• [REQUIREMENT] Identify every line in the items below that contains the word "truss", and copy each of those lines in full.

----- DATA

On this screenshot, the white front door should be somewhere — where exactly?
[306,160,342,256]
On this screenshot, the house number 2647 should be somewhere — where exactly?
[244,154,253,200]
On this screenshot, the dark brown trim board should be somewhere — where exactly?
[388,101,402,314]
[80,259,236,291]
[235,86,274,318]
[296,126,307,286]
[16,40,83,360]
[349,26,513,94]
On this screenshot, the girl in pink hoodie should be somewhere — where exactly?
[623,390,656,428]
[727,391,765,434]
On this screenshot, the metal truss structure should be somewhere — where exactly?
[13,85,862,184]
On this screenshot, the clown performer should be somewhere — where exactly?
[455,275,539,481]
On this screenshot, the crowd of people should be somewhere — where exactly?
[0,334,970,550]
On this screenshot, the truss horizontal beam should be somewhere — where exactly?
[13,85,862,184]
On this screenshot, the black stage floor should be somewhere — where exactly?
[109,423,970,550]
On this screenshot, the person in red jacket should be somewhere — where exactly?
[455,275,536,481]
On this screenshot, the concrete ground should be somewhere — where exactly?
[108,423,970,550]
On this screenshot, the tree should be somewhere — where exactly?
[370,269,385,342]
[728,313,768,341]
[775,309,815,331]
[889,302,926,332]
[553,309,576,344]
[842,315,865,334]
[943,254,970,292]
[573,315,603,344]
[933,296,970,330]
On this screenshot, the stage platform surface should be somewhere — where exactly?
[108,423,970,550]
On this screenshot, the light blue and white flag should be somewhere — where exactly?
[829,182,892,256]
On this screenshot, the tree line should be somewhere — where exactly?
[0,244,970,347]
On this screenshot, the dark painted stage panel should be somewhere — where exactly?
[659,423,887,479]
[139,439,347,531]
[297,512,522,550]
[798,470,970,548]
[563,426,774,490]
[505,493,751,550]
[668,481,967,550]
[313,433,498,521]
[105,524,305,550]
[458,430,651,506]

----------

• [EXERCISE ANSWER]
On this screenshot, the metal truss structure should be somewhere — where exactly?
On this screenshot, the truss horizontal beam should be somewhere — where exactly?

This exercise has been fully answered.